:: Data supplied ::

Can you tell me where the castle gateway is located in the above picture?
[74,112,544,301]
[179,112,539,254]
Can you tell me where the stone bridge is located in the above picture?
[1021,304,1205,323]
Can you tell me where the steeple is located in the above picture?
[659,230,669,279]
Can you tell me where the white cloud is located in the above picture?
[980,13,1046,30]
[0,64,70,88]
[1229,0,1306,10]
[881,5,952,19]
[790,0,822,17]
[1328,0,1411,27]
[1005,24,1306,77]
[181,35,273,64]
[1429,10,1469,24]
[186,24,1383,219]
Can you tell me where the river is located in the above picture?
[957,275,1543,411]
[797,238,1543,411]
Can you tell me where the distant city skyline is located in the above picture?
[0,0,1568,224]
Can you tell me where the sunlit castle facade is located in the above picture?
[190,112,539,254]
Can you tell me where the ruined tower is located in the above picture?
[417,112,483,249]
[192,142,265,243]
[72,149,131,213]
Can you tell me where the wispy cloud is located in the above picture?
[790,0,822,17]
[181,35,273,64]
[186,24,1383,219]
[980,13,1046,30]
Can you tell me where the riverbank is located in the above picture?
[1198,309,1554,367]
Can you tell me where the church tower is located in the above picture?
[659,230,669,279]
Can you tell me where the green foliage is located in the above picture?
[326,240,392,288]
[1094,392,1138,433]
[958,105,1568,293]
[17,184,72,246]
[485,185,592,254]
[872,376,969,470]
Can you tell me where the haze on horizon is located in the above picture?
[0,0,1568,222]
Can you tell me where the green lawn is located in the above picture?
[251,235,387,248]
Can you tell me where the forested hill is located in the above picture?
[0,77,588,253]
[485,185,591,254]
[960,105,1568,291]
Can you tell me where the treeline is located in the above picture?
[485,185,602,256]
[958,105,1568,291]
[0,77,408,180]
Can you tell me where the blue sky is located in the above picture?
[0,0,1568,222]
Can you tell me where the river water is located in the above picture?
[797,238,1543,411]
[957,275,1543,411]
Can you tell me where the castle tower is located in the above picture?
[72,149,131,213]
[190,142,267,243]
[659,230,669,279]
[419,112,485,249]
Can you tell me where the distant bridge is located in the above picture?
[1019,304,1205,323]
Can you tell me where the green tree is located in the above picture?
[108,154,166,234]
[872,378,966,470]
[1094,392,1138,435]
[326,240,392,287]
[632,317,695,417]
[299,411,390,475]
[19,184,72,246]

* * *

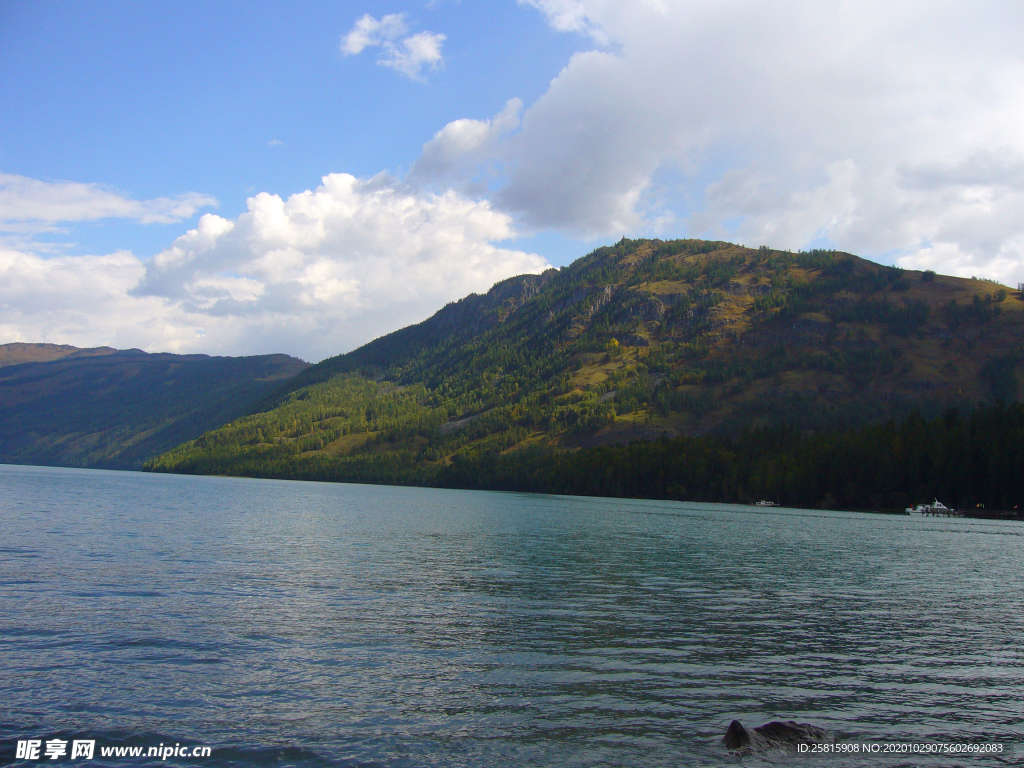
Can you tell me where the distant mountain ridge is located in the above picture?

==

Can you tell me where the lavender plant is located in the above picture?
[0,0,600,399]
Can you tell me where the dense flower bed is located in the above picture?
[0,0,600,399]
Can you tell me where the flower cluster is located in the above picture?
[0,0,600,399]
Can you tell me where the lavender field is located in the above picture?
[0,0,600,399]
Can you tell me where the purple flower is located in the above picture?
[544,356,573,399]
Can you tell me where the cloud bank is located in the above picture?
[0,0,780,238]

:: Given task ::
Reproduce every line between the one containing "Can you tell me where the flower" and the one containing "[0,0,780,238]", inclusive, along with the requests among them. Multiply each bounding-box coordinate in the answers by 0.4, rounding to whole numbers with halves going up.

:: Exercise output ::
Can you tell me where the flower cluster is located in the above picture?
[0,0,240,160]
Can you tell me where the lavender field is located in the above picture?
[0,0,240,160]
Can you tell me where the purple flower is located in the above picture?
[218,142,229,160]
Can you tell me where the cloud bank is located in the above picture?
[0,0,312,95]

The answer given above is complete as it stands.